Fall 2021 Abstracts
Organizers : Jeff Kahn, Bhargav Narayanan, and Corrine Yap
Date: December 6, 2021
Speaker: Fan Wei (Princeton)
Title: On the topic of Ramsey multiplicities
Abstract: A common theme in extremal combinatorics is when the random construction is close to optimal. In 1962, Erd\H{o}s conjectured that the random $2$-edge-coloring minimizes the number of monochromatic copies of $K_k$, and the conjecture was extended by Burr and Rosta to all graphs. A classification of graphs whose number of monochromatic copies is minimized by the random $2$-edge-coloring, which are referred to as common graphs, remains a challenging question. In this talk we address some progresses towards open questions in this and related topics, answering questions raised by Jagger, Stovicek, Thomason (1996), Hatami, Hladk\'y, Kr\'al', Norine and Razborov (2012), and Conlon, Fox and Sudakov (2015). This talk is based on joint works with Fox, Kral', Volec, Noel, Norin.
Date: December 3, 2021 at 11:30am via Zoom
Speaker: Rajko Nenadov (Google Zurich)
Title: From Janson's inequality to hypergraph containers
Abstract: Start with a complete graph with n vertices, and choose m edges uniformly at random. This basic model of random graphs is known as the Erdős–Rényi G(n,m) model. One of the fundamental questions is how does the probability that G(n,m) does not contain some chosen graph H change as m goes from 1 to ex(H, n), the largest number of edges in an H-free graph. A standard approach to this question is via Janson's inequality. Surprisingly, and in contrast to the binomial random graph model G(n,p), this approach does not always correctly determine the order of the logarithm of the probability when H is a bipartite graph. In particular, a recent result of Balogh, Morris, and Samotij shows that in this case the probability eventually becomes super-exponentially small in m, whereas Janson's inequality reaches a plateau at an exponential bound.
In the first part of the talk we discuss a new proof of this result and its connection to the celebrated KŁR conjecture. In the second part we discuss applications of these results in Ramsey theory and the motivation for revisiting the problem. Finally, generalising the presented ideas, we give a strengthening of Janson's inequality in the spirit of the so-called hypergraph containers, one of the most influential results in probabilistic combinatorics in the last decade.
Date: November 29, 2021 at 1:30PM via Zoom
Speaker: Swee Hong Chan (UCLA)

- _Written request 1_:
In the seminar abstracts, what is the title of the talk given by Rajko Nenadov?
- _Written request 2_:
Return, word for word, the passage of the seminar abstracts above that opens with the words containing "Title: On the" and closes with "Volec, Noel, Norin.".
- _Written request 3_:
Supply the next part of the seminar abstracts above, continuing on from their final line.

- _Source excerpt_:
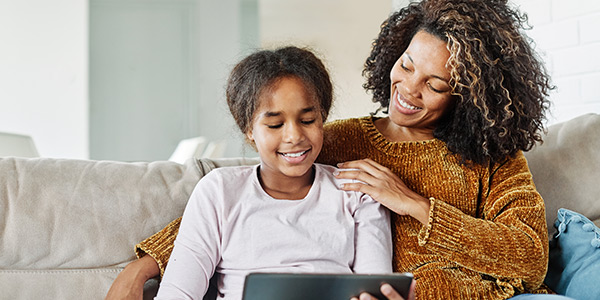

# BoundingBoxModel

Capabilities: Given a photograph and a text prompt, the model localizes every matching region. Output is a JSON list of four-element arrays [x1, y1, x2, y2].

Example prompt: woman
[[106, 0, 564, 299]]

- _Output 1_:
From Janson's inequality to hypergraph containers

- _Output 2_:
Title: On the topic of Ramsey multiplicities
Abstract: A common theme in extremal combinatorics is when the random construction is close to optimal. In 1962, Erd\H{o}s conjectured that the random $2$-edge-coloring minimizes the number of monochromatic copies of $K_k$, and the conjecture was extended by Burr and Rosta to all graphs. A classification of graphs whose number of monochromatic copies is minimized by the random $2$-edge-coloring, which are referred to as common graphs, remains a challenging question. In this talk we address some progresses towards open questions in this and related topics, answering questions raised by Jagger, Stovicek, Thomason (1996), Hatami, Hladk\'y, Kr\'al', Norine and Razborov (2012), and Conlon, Fox and Sudakov (2015). This talk is based on joint works with Fox, Kral', Volec, Noel, Norin.

- _Output 3_:
Title: Combinatorial atlas for log-concave inequalities
Abstract: The study of log-concave inequalities for combinatorial objects have seen much progress in recent years. One such progress is the solution to the strongest form of Mason's conjecture (independently by Anari et. al. and Brándën-Huh). In the case of graphs, this says that the sequence $f_k$ of the number of forests with $k$ edges, form an ultra log-concave sequence. In this talk, we discuss an improved version of all these results, proved by using a new tool called the combinatorial atlas method. This is a joint work with Igor Pak. This talk is aimed at a general audience.
Date: November 22, 2021
Speaker: Matija Bucic (Princeton, IAS)
Title: Tight Ramsey bounds for multiple copies of a graph
Abstract: The Ramsey number r(G) of a graph G is the smallest integer n such that any 2-colouring of the edges of a clique on n vertices contains a monochromatic copy of G. Determining the Ramsey number of G is a central problem of Ramsey theory with a long history. Despite this there are very few classes of graphs G for which the value of r(G) is known exactly. One such family consists of large vertex disjoint unions of a fixed graph H, we denote such
a graph, consisting of n copies of H by nH. This classical result was proved by Burr, Erdős and Spencer in 1975, who showed r(nH)=(2|H|−α(H))n+c, for some c=c(H), provided n is large enough. Since it did not follow from their arguments, Burr, Erdős and Spencer further asked to determine the number of copies we need to take in order to see this long term behaviour and the value of c. More than 30 years ago Burr gave a way of determining c(H), which only applies when the number of copies n is triple exponential in |H|. We obtain an essentially tight answer to this very old problem of Burr, Erdős and Spencer by showing that the long term behaviour occurs already when the number of copies is single exponential.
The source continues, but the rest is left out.